[start]

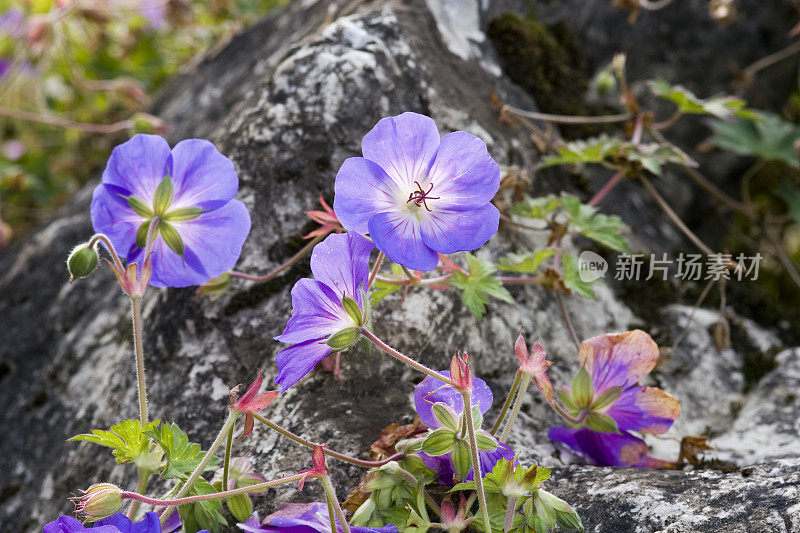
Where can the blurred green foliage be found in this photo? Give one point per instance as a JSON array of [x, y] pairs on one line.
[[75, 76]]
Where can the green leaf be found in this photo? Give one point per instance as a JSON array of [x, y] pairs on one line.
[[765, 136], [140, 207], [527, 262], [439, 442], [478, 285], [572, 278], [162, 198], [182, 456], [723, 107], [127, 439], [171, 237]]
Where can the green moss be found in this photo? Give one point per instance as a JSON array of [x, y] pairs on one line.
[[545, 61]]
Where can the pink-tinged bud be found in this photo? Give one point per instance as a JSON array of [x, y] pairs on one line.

[end]

Transcribe every line of the records above verbatim, omitting the pictures.

Where can the blurred green foliage be found in this photo? Give one point per instance as a JSON array of [x, y] pairs on one line.
[[75, 76]]
Where can the green leaf be found in this photo? Give one point per instance as a JSON array of [x, y] pairs on one line.
[[765, 136], [140, 207], [527, 262], [439, 442], [478, 285], [572, 278], [162, 198], [182, 456], [723, 107], [127, 439], [171, 237]]
Where can the green moss be found in this photo? Give one point per instance as a JSON array of [x, y] pairs on one line.
[[545, 61]]
Where can the pink-tinged bud be found in this photo? Give one point per instance as a JSON array of [x, y] pairs on one line.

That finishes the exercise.